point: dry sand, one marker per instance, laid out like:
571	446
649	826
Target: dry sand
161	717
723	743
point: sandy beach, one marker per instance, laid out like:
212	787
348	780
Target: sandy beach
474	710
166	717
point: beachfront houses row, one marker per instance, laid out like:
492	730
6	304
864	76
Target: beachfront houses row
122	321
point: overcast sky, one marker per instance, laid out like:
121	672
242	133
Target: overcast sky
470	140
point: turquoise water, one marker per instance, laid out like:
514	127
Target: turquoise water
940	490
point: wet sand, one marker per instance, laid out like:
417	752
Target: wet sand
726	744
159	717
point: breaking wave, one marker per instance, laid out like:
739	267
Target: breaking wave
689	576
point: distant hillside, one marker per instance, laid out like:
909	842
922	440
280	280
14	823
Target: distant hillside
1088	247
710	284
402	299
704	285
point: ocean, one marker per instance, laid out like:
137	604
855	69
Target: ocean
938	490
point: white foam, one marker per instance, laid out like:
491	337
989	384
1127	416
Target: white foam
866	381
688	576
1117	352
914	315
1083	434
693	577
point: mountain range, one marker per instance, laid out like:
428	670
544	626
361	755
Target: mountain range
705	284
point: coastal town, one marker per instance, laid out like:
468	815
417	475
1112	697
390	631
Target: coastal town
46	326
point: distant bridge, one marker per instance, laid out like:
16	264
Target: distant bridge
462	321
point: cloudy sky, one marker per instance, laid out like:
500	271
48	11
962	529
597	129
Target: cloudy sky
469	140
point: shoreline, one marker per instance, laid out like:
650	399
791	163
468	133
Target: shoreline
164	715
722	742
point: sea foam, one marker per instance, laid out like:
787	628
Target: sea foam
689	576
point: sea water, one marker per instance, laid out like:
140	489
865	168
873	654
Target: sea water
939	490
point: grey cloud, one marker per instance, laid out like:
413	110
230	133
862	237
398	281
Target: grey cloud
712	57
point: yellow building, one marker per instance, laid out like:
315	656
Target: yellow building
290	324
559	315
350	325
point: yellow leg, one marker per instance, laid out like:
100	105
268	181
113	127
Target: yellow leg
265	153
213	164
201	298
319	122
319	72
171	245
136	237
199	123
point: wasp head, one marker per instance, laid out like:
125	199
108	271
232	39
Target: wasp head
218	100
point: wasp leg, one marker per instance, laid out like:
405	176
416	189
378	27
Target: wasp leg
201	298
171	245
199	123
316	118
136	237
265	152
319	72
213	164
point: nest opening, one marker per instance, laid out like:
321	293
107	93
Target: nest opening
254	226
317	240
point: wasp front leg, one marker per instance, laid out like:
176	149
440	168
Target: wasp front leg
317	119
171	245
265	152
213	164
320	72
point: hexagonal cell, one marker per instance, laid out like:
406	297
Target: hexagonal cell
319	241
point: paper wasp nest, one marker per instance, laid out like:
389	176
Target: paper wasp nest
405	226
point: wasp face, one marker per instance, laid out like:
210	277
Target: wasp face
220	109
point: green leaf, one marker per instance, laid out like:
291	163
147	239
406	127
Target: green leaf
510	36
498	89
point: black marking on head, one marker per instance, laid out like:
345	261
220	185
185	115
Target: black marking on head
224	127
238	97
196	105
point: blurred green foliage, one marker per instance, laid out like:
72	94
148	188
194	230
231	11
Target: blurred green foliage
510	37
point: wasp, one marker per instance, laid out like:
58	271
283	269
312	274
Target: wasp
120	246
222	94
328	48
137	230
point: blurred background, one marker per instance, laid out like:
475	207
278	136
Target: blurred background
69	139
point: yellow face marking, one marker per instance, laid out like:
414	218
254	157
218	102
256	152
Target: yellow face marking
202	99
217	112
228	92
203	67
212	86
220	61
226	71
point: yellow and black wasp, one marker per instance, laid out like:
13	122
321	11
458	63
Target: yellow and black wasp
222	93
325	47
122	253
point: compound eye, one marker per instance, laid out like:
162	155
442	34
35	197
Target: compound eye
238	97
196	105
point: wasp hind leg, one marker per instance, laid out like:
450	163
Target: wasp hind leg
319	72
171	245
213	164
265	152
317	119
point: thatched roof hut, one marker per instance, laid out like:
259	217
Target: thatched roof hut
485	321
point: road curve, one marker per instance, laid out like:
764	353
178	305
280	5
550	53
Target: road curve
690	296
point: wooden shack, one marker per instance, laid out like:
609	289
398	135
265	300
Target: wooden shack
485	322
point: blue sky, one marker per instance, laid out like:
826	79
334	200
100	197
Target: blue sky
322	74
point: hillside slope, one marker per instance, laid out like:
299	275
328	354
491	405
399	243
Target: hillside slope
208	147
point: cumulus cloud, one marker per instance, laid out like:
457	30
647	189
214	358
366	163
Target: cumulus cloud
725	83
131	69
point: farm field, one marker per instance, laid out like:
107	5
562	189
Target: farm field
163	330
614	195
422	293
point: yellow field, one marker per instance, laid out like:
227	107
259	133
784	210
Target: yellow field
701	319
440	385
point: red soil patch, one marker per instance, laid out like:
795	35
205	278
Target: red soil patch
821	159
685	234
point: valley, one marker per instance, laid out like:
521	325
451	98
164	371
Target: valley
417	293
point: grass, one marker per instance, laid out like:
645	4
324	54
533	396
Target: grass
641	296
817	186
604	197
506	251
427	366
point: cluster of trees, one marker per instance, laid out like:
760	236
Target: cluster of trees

▶ [Description of the task]: An exact reproduction of the listing is required, covering every entry.

▶ [Response below]:
point: dry sand, one marker per instance, laid out like:
571	446
649	826
Target: dry sand
161	717
723	743
point: sandy beach, one marker per instance, laid out like:
212	787
348	780
Target: sandy beach
474	710
166	717
point: beachfront houses row, one marker per instance, laid out like:
492	730
6	304
864	76
Target: beachfront houses row
122	321
point: overcast sky, one marker per instance, laid out like:
121	672
242	133
Target: overcast sky
470	140
point: turquoise water, one marker per instance, laid out like:
514	127
Target: turquoise water
940	490
point: wet sand, one marker per instance, laid out like:
417	752
Target: wet sand
726	744
159	717
point: breaking wave, one marker per instance, laid out like:
739	267
Target: breaking wave
689	576
point: distant hillside, one marker per instance, laid out like:
909	842
922	440
280	280
14	823
Target: distant hillside
1088	247
710	284
402	299
704	285
point: ocean, one marker per instance, laid out like:
137	604
855	69
Target: ocean
938	490
point: white foam, one marker per instance, laid out like:
491	337
989	384
1127	416
Target: white foam
866	381
688	576
1117	352
914	315
1083	434
693	577
point: mountain range, one marker per instance, laid out like:
428	670
544	626
361	755
Target: mountain range
705	284
point: coastal town, one marker per instance, laid out like:
468	815
417	475
1112	697
390	631
Target: coastal town
46	326
point: distant bridge, one marker per instance, laid out like:
16	264
Target: distant bridge
462	321
point: cloudy sky, one marker per instance, laid out like:
500	271
48	11
962	529
597	129
Target: cloudy sky
469	140
point: shoreline, one marker per instance, laid out like:
650	399
791	163
468	133
Target: shoreline
164	715
722	742
point: sea foam, one marker per instance, laid out like:
787	628
Target: sea foam
689	576
point: sea water, one marker per instance, laid out like:
140	489
865	168
873	654
Target: sea water
939	490
point: grey cloud, one marker per instance, laid out like:
413	110
230	133
862	237
398	281
Target: grey cloud
712	57
point: yellow building, one marker per instance, laid out like:
315	656
Target: yellow building
290	324
559	315
350	325
point: yellow leg, one marker per instance, laid out like:
100	105
268	181
113	127
Target: yellow leg
265	153
213	164
201	298
319	122
319	72
171	245
136	237
199	123
point: wasp head, one marker per instance, laid out like:
125	199
108	271
232	39
Target: wasp head
218	100
point: wasp leg, one marker per instance, laid out like:
405	176
416	189
378	27
Target: wasp leg
201	298
171	245
199	123
316	118
136	237
265	152
319	72
213	164
point: nest opening, one marker per instance, laid out like:
321	293
107	93
Target: nest opening
254	226
317	240
point: wasp front leg, one marker per instance, laid out like:
176	149
440	168
Target: wasp front leg
317	119
171	245
265	152
213	164
320	72
point: hexagonal cell, one marker per instance, laid out like:
406	297
Target: hexagonal cell
319	241
point: paper wasp nest, one marker per instance, laid out like:
389	176
Target: paper wasp nest
405	226
point: wasp face, one marker per instance, laid out like:
210	277
Target: wasp face
220	109
point: green leaf, one marker per instance, laid out like:
291	163
147	239
406	127
Target: green leaf
510	36
498	89
point: black marking on head, one marker per instance, laid out like:
345	261
220	185
185	115
Target: black marking on head
224	127
238	97
196	105
point: blurred green foliage, one marker per instance, laid out like:
72	94
148	188
194	230
231	11
Target: blurred green foliage
510	37
point: wasp, one marker per instance, laid out like:
58	271
283	269
312	274
Target: wasp
120	246
222	94
328	48
137	230
point: blurred background, one marker per instance, laid out like:
475	207
278	136
Target: blurred background
69	139
point: yellow face marking, one marker per instance, laid out like:
414	218
254	157
218	102
256	152
Target: yellow face marking
202	99
217	112
228	92
203	67
212	86
220	61
226	71
point: yellow and black wasp, one marker per instance, laid out like:
13	122
321	11
458	63
Target: yellow and black wasp
222	93
325	47
122	253
point: compound eye, one marker per instance, laid out like:
162	155
442	34
35	197
Target: compound eye
238	97
196	105
point: wasp hind leg, one marker per instance, laid out like:
450	163
Target: wasp hind leg
319	72
171	245
213	164
265	152
317	119
point: thatched roof hut, one marker per instance, laid out like:
259	217
Target: thatched roof hut
485	321
point: road curve, one marker per instance, laid out like:
764	353
178	305
280	5
550	53
Target: road curve
690	296
point: wooden shack, one marker per instance, laid out like:
609	289
398	135
265	300
Target: wooden shack
485	322
point: blue sky, one marker per instance, laid out like:
826	79
334	200
100	197
Target: blue sky
322	74
point: hillside slope, one marker per instance, laid out like:
299	275
328	354
491	405
399	243
Target: hillside slope
208	147
point: cumulus cloud, one marker per instance, laid out like:
457	30
647	189
214	358
366	163
Target: cumulus cloud
725	83
131	69
point: farm field, one marker per instance, laid out like:
107	5
562	189
Target: farm field
163	330
614	195
422	293
point: yellow field, one marker per instance, laid out like:
227	107
259	133
784	210
Target: yellow field
701	319
440	385
point: red soil patch, one marker per instance, laid out like:
795	35
205	278
Target: red soil patch
821	159
685	234
point: valley, one marker per instance, laid out like:
521	325
451	98
164	371
Target: valley
417	293
point: grass, one marker per instance, laid out like:
645	4
324	54
533	396
Target: grass
641	296
817	186
604	197
506	251
427	366
point: cluster of trees, one marker per instance, laid out like:
760	236
Target: cluster of trees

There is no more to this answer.